## Retrieval from Vector Database

In [1]:
!source ../rag_venv/bin/activate

In [2]:
# Imports 
import sys
sys.path.append('../')

from VectorDatabase import VectorDatabase
from Document       import Document
from os             import listdir
from os.path        import isfile, join

In [3]:
# Initialise vector database
v_db = VectorDatabase()
v_db.setClient(persistent=False)
v_db.createCollection("Bible_John")

In [4]:
# Add documents into vector database
dataset_folder = "documents"

def check_is_txt(file):
    if (isfile(join(dataset_folder, file))) and (file.endswith('.txt')):
        return True

metadatas = [{"filepath": join(dataset_folder,f), 
              "book"    :(f.split('_')[0]), 
              "chapter" :(f.split('_')[1].split('.')[0])
              } for f in listdir(dataset_folder) if check_is_txt(f)]

In [5]:
metadatas

[{'filepath': 'documents/john_3.txt', 'book': 'john', 'chapter': '3'},
 {'filepath': 'documents/john_2.txt', 'book': 'john', 'chapter': '2'},
 {'filepath': 'documents/john_1.txt', 'book': 'john', 'chapter': '1'}]

In [6]:
# initialise lists to be added to collection
doc_list     = []
doc_metadata = []
embeddings   = []

In [7]:
# read in each dataset file
for item in metadatas:
    path = item["filepath"]

    doc  = Document(item["filepath"])

**EXERCISE PROMPT**:
Write the next part of the vector database retrieval notebook, picking up after its last line. The material after this point comes from a separate source.

**GIVEN RECORDS**:
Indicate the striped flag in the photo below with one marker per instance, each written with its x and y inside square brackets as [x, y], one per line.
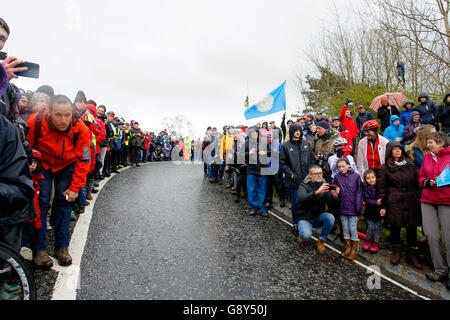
[246, 103]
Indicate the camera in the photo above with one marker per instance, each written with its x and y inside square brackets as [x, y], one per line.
[321, 160]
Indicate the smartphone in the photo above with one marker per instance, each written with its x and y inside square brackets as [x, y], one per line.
[32, 72]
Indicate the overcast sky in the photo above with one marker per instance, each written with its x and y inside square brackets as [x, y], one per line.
[147, 60]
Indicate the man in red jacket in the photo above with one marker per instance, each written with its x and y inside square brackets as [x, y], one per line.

**OUTPUT**:
    doc_list.append(doc.fulltext)
    doc_metadata.append(item)
    embeddings.append(doc.embedding[0])

In [8]:
print(len(doc_list) == len(doc_metadata))

True


In [9]:
# add to collection
v_db.addToCollection(docs   = doc_list, 
                     embeds = embeddings,
                     meta   = doc_metadata, 
                     ids    = [f"id{i}" for i in range(len(doc_list))])

In [10]:
# Query the database and retrieve the most relevant documents
query       = "Kingdom"
num_results = 1

results = v_db.queryDatabase(query, num_results)

print("Results: ")
for i in range(num_results):
    # print(results["documents"][0][i])
    print(results["metadatas"][0][i])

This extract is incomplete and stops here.